Supplied text:

►

2001-05-16 Thread Val Henson

Anyone know where Ted Tso is?  He hasn't posted in several weeks.
Alan, will you put this in -ac?  This patch fixes a bug in serial.c
that causes a crash on machines with a ST16C654.

On Tue, May 15, 2001 at 09:52:01AM -0400, Stuart MacDonald wrote:

> Kernel version? Distribution? Are you using a serial console?

2.4.5-pre1 (see patch).

> The revision should always be saved if it's available. Hmm.
> I didn't look carefully yesterday. The DLL always contains the
> revision for the 85x family. Why do you think it doesn't?

Because the comment was ambiguous.  I don't have the data sheet for
the 85x family so I just wrote the code according to the comment.
I'll change the comment to make it clear.

> I think your patch below is good, I'm just mystified by this
> kablooey thing.

Thanks.  Corrected version of the patch is below.

◄

Job a: Rewrite the part of the mailing list message that opens with the words containing "I'll change the" and closes with "patch is below.", renaming "patch" as "fix" throughout.
The records that come next are unrelated to the mailing list message.

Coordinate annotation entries
►

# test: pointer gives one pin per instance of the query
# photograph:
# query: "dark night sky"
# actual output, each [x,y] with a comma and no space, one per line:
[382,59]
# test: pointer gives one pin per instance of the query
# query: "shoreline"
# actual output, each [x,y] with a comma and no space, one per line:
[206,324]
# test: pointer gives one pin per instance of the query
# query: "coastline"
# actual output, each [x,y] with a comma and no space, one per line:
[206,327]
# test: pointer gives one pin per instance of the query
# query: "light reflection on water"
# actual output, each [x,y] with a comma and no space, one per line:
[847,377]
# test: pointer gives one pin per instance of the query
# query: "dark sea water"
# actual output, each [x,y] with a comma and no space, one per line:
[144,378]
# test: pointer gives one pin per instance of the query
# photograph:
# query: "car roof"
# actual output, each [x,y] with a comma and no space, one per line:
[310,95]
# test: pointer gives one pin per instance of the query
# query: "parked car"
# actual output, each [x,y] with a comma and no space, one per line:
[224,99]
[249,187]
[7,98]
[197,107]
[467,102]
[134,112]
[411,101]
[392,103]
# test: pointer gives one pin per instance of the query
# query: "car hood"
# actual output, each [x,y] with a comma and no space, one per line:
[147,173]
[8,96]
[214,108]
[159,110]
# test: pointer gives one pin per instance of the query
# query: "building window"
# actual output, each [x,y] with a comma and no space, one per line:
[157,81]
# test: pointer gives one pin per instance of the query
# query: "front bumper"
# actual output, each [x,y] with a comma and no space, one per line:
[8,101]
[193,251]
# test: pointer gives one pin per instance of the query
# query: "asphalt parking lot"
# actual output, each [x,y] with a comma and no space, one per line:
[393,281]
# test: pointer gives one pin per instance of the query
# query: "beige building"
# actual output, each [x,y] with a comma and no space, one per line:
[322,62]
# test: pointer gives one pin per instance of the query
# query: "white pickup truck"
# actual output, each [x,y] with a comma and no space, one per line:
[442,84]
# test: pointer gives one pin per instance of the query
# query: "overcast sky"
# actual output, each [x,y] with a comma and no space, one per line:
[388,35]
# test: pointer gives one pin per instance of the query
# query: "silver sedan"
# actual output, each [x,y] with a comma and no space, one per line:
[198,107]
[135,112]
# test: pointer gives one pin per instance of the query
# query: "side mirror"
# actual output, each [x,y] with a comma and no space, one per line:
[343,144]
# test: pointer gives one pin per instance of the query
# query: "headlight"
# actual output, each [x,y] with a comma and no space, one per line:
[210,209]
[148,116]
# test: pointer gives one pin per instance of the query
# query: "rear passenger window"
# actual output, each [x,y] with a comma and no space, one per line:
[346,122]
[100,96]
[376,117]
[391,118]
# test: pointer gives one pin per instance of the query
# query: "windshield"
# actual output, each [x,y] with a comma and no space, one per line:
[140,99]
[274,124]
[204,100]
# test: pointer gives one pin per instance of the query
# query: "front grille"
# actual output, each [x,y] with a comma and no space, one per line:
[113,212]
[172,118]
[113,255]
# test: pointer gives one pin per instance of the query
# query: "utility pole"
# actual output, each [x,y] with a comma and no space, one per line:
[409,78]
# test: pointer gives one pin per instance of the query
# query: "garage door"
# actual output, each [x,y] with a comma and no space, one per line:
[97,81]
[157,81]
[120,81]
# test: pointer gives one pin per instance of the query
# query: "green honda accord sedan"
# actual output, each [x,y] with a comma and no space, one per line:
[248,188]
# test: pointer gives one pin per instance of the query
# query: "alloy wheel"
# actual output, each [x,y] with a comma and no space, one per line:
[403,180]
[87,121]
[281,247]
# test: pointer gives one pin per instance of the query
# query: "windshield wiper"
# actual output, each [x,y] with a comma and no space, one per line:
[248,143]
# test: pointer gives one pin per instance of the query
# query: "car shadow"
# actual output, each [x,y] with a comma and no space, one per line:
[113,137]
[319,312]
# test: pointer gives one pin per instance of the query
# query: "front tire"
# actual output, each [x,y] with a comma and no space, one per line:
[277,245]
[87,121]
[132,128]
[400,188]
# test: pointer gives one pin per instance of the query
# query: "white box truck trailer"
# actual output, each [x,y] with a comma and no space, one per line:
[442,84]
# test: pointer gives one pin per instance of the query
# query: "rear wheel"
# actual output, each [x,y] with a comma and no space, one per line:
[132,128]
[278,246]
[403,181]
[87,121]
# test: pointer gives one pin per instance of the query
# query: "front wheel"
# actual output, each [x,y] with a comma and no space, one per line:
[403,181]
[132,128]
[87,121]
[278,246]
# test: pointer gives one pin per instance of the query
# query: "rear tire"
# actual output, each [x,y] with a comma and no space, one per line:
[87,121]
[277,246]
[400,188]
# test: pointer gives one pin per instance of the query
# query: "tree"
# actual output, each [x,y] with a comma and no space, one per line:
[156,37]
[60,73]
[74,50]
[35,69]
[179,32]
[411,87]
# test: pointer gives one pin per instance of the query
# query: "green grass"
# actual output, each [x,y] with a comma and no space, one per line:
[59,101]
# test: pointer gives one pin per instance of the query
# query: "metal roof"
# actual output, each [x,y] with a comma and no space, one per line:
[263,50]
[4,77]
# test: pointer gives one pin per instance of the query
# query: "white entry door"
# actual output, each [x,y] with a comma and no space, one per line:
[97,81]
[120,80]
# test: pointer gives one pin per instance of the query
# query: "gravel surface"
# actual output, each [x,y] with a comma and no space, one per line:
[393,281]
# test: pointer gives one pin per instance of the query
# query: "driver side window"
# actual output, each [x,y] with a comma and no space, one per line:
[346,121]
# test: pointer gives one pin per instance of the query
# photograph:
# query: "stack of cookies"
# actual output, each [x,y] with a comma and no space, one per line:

◄

Job b: Return each line of the records that contains the word "wheel".

Full output a:
I'll change the comment to make it clear.

> I think your fix below is good, I'm just mystified by this
> kablooey thing.

Thanks.  Corrected version of the fix is below.

Full output b:
# query: "alloy wheel"
# query: "rear wheel"
# query: "front wheel"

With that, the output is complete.